Text provided:
The 2008 “Pro-China” Demonstrations over Tibet and China’s Public Diplomacy
Principal Investigators:
Li Ying and Barry Sautman
After the March 14, 2008 Lhasa riot and for many weeks to come, while protests grew and then subsided in China’s Tibetan areas and while Tibetan exiles and their Western supporters sought to disrupt the Olympic torch relay, ethnic Chinese in North America and Europe mobilized. They staged protests against what they perceived to be an attack on China’s territorial integrity through Western government and media distortions of the situation in Tibet.
Demonstrations of 500 to 15,000 ethnic Chinese people occurred in many cities including Toronto, Vancouver, Calgary, Edmonton, San Francisco and Los Angeles in North America, and London, Paris, Munich, and Stockholm in Europe. Smaller protests took place in many other cities of the two continents and a demonstration of some 5,000 Chinese was held in Australia. These outpourings were the most significant political mobilizations of Chinese overseas since 1989. They were also protests of a very different character than those two decades ago, when the demonstrations following the Tiananmen suppression were sharply critical of the Chinese government.

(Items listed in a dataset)

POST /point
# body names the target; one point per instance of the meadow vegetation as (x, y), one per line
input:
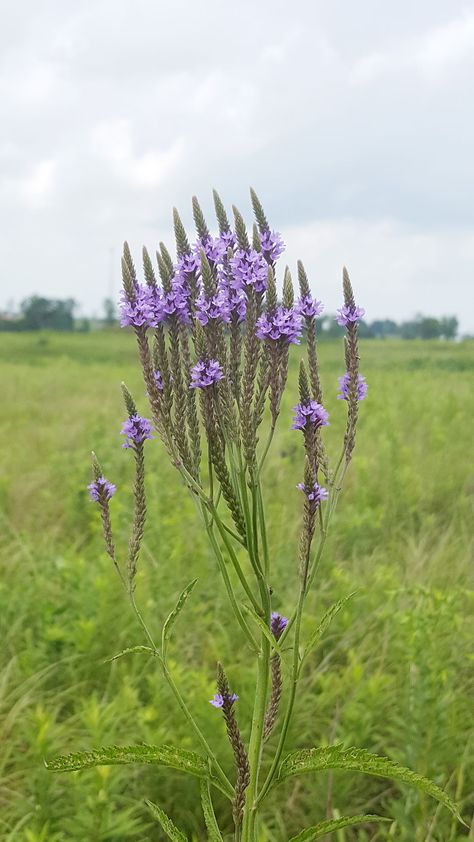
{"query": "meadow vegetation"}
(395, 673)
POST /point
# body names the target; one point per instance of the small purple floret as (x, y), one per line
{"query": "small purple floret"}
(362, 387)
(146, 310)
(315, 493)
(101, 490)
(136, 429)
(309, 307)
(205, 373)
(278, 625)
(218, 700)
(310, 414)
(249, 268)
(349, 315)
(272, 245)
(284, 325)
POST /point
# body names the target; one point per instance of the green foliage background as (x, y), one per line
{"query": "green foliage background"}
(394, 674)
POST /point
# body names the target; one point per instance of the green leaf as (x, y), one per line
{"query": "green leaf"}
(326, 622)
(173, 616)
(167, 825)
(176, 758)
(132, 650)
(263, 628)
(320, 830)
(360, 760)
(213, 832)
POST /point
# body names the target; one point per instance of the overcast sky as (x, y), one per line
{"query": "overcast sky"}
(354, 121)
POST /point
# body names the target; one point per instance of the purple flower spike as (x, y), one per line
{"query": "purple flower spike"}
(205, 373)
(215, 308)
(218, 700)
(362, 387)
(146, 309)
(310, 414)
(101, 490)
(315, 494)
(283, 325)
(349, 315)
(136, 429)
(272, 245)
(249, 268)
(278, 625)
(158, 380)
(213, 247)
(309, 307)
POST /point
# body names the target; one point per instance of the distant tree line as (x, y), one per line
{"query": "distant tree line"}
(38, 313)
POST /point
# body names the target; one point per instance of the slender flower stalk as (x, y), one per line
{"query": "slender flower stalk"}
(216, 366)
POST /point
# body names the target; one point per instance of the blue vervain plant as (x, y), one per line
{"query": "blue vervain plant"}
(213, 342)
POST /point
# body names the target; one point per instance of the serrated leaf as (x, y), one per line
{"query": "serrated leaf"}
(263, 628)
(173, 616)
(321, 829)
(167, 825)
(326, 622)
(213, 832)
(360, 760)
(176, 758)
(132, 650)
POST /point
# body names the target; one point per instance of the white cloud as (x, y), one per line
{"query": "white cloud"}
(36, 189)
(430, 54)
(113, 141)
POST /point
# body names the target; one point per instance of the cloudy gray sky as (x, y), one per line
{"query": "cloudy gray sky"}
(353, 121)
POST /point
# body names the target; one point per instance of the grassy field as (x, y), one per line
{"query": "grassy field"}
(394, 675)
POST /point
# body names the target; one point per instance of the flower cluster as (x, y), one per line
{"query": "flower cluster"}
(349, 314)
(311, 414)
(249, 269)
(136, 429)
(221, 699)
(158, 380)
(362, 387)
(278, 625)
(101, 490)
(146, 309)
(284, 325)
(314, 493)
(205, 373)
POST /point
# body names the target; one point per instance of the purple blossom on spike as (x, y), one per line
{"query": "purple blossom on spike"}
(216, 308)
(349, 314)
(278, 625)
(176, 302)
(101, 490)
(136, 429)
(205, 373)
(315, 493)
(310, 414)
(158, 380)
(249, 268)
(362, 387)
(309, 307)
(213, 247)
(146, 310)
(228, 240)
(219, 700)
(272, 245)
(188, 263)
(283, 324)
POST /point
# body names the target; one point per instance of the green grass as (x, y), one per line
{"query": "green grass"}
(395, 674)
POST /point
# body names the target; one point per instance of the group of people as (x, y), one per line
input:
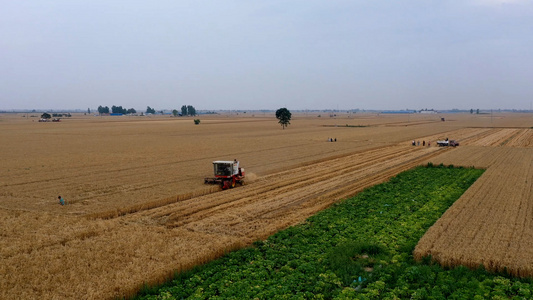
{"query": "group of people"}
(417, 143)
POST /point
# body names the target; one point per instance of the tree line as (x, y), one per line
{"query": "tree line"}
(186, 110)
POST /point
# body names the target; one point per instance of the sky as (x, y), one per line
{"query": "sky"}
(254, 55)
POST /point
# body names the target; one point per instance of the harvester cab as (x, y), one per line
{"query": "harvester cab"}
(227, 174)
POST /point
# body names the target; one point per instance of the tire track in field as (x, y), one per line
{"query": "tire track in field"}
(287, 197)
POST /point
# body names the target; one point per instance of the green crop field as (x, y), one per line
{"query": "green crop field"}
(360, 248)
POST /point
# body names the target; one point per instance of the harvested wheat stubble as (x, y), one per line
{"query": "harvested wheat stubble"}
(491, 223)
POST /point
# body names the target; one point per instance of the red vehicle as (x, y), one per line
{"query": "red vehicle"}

Directions:
a) From the text on the 2008 demonstrations, copy the passage between "Demonstrations of 500" and "the Chinese government.", inclusive.
b) Using the text on the 2008 demonstrations, decide whether each statement agrees with it. Answer yes or no for each, and quote the words that settle it. (i) A demonstration of 500 to 15,000 ethnic Chinese took place in Stockholm. (ii) The demonstration in Australia drew some 15,000 Chinese. (iii) The demonstrations after the Tiananmen suppression supported the Chinese government.
c) Translate this sentence from the text on the 2008 demonstrations into Spanish: "These outpourings were the most significant political mobilizations of Chinese overseas since 1989."

Answers to each task:
a)
Demonstrations of 500 to 15,000 ethnic Chinese people occurred in many cities including Toronto, Vancouver, Calgary, Edmonton, San Francisco and Los Angeles in North America, and London, Paris, Munich, and Stockholm in Europe. Smaller protests took place in many other cities of the two continents and a demonstration of some 5,000 Chinese was held in Australia. These outpourings were the most significant political mobilizations of Chinese overseas since 1989. They were also protests of a very different character than those two decades ago, when the demonstrations following the Tiananmen suppression were sharply critical of the Chinese government.

b)
(i) Yes: "London, Paris, Munich, and Stockholm in Europe"
(ii) No: "a demonstration of some 5,000 Chinese was held in Australia"
(iii) No: "were sharply critical of the Chinese government"

c) Estas manifestaciones multitudinarias fueron las movilizaciones políticas más significativas de los chinos en el extranjero desde 1989.